Page text -
(begin)

Example: Estimate money spent on entertainment — divide city into blocks (clusters), randomly select 2-
3 blocks, enumerate all households within selected blocks.
5. Multi-Stage Sampling
Sampling in multiple stages using different methods at each stage. Ex: Stage 1 = select states randomly;
Stage 2 = select districts within chosen states; Stage 3 = select households within chosen districts.
NON-PROBABILITY SAMPLING METHODS
i. Convenience Sampling
Also called accidental sampling. Units selected based on ease of availability — whoever happens to be
available at the survey spot. Ex: neighbours, friends, family members, colleagues, passers-by.
• Used to obtain information quickly and inexpensively
• Used in PILOT STUDIES and pre-testing of questionnaires
• Used in EXPLORATORY RESEARCH only — NOT suitable for conclusive research
• Sampling error cannot be estimated — results not generalisable
ii. Judgmental / Purposive Sampling
Experts choose what they believe to be the best sample. Choice of units depends exclusively on the
investigator's judgment. Success depends on excellence in judgment and knowledge about the
population.
• Most suitable when a small sample of a few specialised units is needed
• Most common application: Business-to-Business marketing research
• Disadvantage: Results affected by personal prejudices and bias of investigator; results not
comparable to other samples
Example: Studying performance of sales staff — VP Sales identifies best representatives of each
performance grade category.
iii. Quota Sampling
Similar to stratified sampling but non-random. Population divided into subgroups; a quota is set for each
subgroup. Interviewers fill quotas by convenience. The selection within quotas is left to the interviewer's
discretion — introducing potential bias.
iv. Snowball Sampling
Used when it is difficult to identify members of the desired population. Each respondent after being
interviewed acts as a reference to other respondents having the same characteristics.

(end)

Actions to take -
1. Write the rows starting at the line containing "Point out foam near shore in the photo." and ending at the line containing "[313,149,364,299]" as a JSON list of strings, one string per line, with blank lines left out.
2. Carry on the notes on sampling methods from the point where they stop.

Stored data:
(begin)

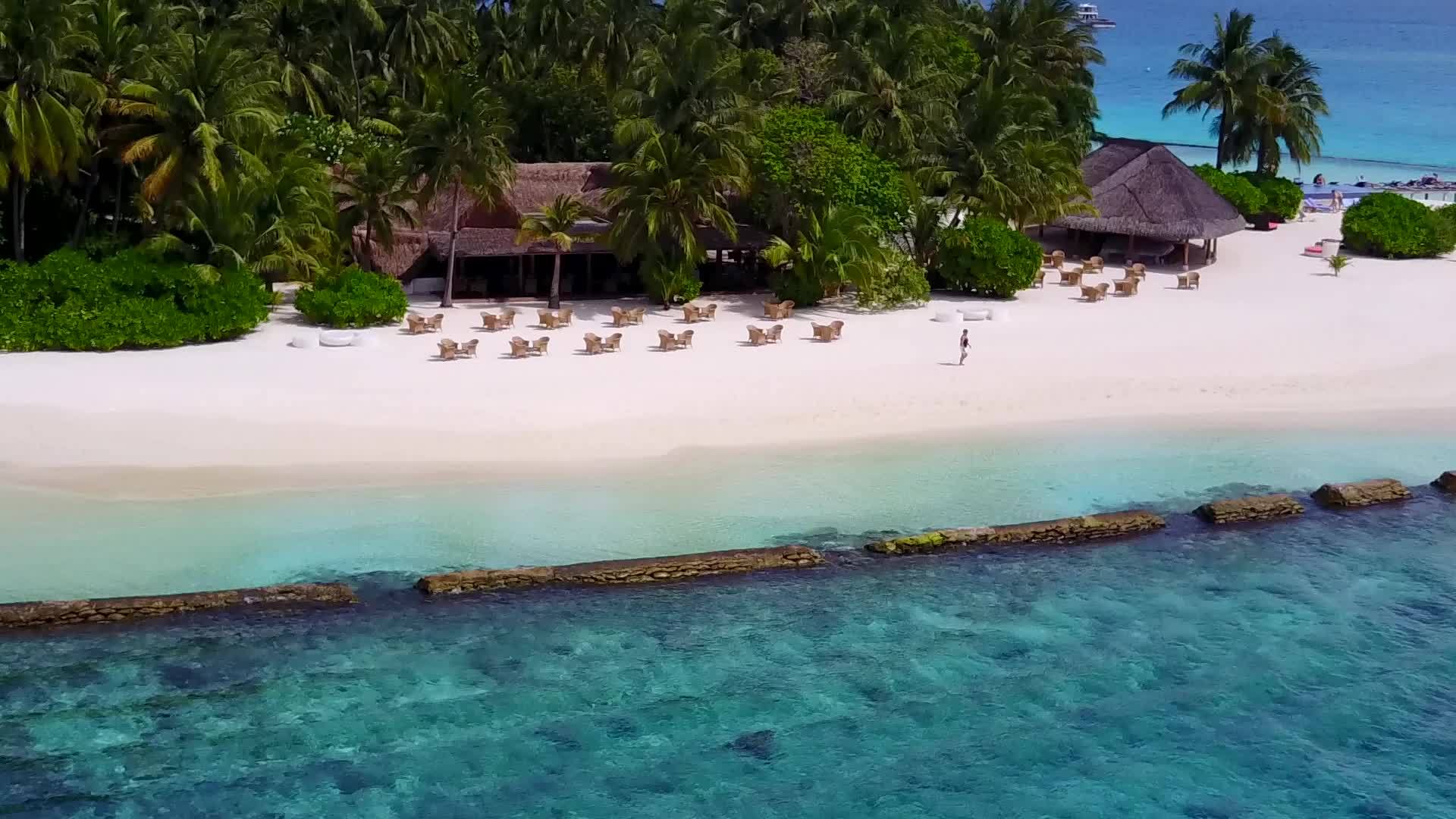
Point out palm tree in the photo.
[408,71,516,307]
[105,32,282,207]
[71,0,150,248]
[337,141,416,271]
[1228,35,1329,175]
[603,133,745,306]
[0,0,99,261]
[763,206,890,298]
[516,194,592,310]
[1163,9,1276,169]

(end)
(begin)

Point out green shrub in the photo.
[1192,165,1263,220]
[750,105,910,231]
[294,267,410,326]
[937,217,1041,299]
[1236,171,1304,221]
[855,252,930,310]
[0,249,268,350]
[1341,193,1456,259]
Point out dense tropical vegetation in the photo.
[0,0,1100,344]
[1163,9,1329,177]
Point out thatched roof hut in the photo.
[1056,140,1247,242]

(end)
(begin)

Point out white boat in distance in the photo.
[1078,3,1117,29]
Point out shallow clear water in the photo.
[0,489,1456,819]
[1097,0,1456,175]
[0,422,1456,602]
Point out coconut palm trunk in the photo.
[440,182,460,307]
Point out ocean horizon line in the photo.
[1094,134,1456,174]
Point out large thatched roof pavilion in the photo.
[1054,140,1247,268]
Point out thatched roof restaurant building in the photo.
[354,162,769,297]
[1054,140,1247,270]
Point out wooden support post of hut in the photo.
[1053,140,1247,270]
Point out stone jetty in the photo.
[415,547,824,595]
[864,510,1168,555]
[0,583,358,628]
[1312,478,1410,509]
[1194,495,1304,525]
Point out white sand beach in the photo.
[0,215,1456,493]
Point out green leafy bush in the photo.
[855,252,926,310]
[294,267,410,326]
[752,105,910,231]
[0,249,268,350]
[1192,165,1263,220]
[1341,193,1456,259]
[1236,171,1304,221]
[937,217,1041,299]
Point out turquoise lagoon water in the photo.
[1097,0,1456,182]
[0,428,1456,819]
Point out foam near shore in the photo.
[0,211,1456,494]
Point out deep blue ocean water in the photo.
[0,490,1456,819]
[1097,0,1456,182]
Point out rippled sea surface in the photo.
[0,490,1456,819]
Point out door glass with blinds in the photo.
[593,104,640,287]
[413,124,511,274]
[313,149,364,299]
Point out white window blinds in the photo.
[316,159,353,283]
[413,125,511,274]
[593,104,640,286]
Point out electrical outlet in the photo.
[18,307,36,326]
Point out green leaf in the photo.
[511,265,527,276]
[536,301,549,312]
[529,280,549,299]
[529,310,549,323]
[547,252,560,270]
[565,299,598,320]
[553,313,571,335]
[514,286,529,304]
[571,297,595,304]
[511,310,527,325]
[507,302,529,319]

(end)

Answers in order -
1.
[
  "Point out foam near shore in the photo.",
  "[0,211,1456,494]",
  "Point out deep blue ocean water in the photo.",
  "[0,490,1456,819]",
  "[1097,0,1456,182]",
  "Point out rippled sea surface in the photo.",
  "[0,490,1456,819]",
  "Point out door glass with blinds in the photo.",
  "[593,104,640,287]",
  "[413,124,511,274]",
  "[313,149,364,299]"
]

2.
• Used when population is unknown and rare (e.g., deep-sea divers, families with triplets, walking
stick users, doctors specialising in a rare ailment)
• Popular business study method for rare/hidden populations
• Problem: Difficult to make the initial contact; may be difficult to get a representative sample
Example: Studying satisfaction levels of members of an elite country club — members refer other
members.
8.3 (c) Sample Size Calculation
The size of a sample depends upon: characteristics of the population, type of information required, cost
involved.
Key factors determining sample size:
• (a) Variability of population: Higher variability (larger σ) → larger sample needed
• (b) Confidence attached to estimate: Higher confidence (higher Z) → larger sample
• (c) Allowable error/margin of error: Smaller acceptable error (smaller e) → larger sample
Important: The size of the POPULATION does not influence the size of the sample (for large
populations).
SAMPLE SIZE FORMULAS
FOR ESTIMATING POPULATION MEAN:
n = Z²σ² / e²
Where: Z = standard normal value (1.96 for 95% confidence; 2.576 for 99%)
σ = population standard deviation
e = acceptable margin of error (x̄ - μ)
FOR ESTIMATING POPULATION PROPORTION (p known):
n = Z²pq / e²
Where: p = population proportion; q = 1 - p; e = margin of error
FOR ESTIMATING POPULATION PROPORTION (p unknown):
Use maximum value of pq = 1/4 (when p = q = 1/2)
n = Z² / 4e²
Interpretation: Sample size is directly proportional to variability (σ) and confidence (Z),
and inversely proportional to allowable error (e).
MODULE IX: DATA PROCESSING AND ANALYSIS
9.1 (a) Data Processing: Meaning
Data processing refers to the systematic sequence of operations performed on collected data to convert
it into a meaningful, analysable form. It involves organising and preparing the raw data for statistical
analysis.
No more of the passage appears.